[QUOTED PASSAGE]

Solar cells that may be able to convert up to half of the sunlight that falls on them into electricity are undergoing tests in North Carolina. Even the best cells today only operate at 25 percent efficiency.
The cells alone can convert 42.5 percent of sunlight into electricity he told this year’s meeting of the American Association for the Advancement of Science. When they are part of a panel, efficiency drops to 35 percent, still well above the industry standard. When the design is amended, he believes, their efficiency could rise to 50 percent. Their secret is that they are actually not one cell, but four, stacked one on top of another. Concentrating photovoltaic (CPV) modules work in much the same way as traditional PV modules. However, they use optics to concentrate the sunlight onto solar cells that do not cover the entire module area.
Rogers chooses materials so that the bottom of the band gap of the top layer matches the top of the band gap of the one underneath, and so on down the stack, says The Economist, adding that “Each layer thus chops off part of the spectrum, converts it into electrical energy and passes the rest on.”
Materials needed to make these semiconductors are problematic. They include expensive materials like arsenic, gallium and indium. But Rogers has devised a way to overcome this, says The Economist. Normal solar-cell modules are completely covered by semiconductor, but in his only 0.1 percent of the surface is.
Semprius’s panels are now being tested at 14 sites around the world. How much they will cost to make when mass produced is unknown.

[/QUOTED PASSAGE]
[EXCERPTED DATA]

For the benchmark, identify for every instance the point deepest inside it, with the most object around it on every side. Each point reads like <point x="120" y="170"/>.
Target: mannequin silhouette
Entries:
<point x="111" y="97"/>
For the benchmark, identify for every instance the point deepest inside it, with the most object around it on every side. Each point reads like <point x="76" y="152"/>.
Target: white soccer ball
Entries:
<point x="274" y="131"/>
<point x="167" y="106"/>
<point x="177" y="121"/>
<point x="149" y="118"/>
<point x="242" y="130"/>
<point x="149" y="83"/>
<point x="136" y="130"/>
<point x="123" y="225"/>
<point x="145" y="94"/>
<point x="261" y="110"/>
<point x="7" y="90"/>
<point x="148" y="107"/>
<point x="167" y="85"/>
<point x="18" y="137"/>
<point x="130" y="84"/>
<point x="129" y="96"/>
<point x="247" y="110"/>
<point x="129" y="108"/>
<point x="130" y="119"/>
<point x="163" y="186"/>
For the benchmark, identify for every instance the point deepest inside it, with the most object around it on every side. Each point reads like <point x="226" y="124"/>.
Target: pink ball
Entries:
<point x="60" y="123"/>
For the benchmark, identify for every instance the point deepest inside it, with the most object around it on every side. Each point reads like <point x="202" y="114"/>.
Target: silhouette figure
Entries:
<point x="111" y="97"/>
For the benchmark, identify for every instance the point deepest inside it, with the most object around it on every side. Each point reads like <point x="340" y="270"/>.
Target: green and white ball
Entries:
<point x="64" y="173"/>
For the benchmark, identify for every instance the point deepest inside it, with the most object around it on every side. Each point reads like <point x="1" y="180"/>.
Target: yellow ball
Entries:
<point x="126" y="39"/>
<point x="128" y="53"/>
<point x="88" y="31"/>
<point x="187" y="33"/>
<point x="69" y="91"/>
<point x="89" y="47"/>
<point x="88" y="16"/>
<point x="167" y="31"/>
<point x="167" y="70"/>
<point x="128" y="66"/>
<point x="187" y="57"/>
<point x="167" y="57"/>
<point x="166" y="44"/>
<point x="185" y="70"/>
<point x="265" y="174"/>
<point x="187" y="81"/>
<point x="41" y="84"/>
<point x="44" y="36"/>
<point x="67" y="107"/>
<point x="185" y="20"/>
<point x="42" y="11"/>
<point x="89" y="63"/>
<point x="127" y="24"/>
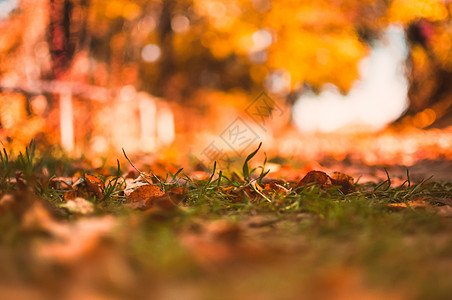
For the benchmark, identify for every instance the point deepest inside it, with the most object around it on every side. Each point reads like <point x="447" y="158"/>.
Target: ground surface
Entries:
<point x="106" y="234"/>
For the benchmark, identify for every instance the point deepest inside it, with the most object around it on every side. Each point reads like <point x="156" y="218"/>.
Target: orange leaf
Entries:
<point x="94" y="186"/>
<point x="345" y="181"/>
<point x="318" y="178"/>
<point x="144" y="193"/>
<point x="70" y="195"/>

[/EXCERPTED DATA]

[ACTIONS TO TAKE]:
1. According to the solar cell text, at how many sites around the world are Semprius's panels being tested?
2. Copy the part of the solar cell text that starts with the words containing "Rogers chooses materials" and ends with "produced is unknown.".

[ANSWER LIST]:
1. 14 sites

2.
Rogers chooses materials so that the bottom of the band gap of the top layer matches the top of the band gap of the one underneath, and so on down the stack, says The Economist, adding that “Each layer thus chops off part of the spectrum, converts it into electrical energy and passes the rest on.”
Materials needed to make these semiconductors are problematic. They include expensive materials like arsenic, gallium and indium. But Rogers has devised a way to overcome this, says The Economist. Normal solar-cell modules are completely covered by semiconductor, but in his only 0.1 percent of the surface is.
Semprius’s panels are now being tested at 14 sites around the world. How much they will cost to make when mass produced is unknown.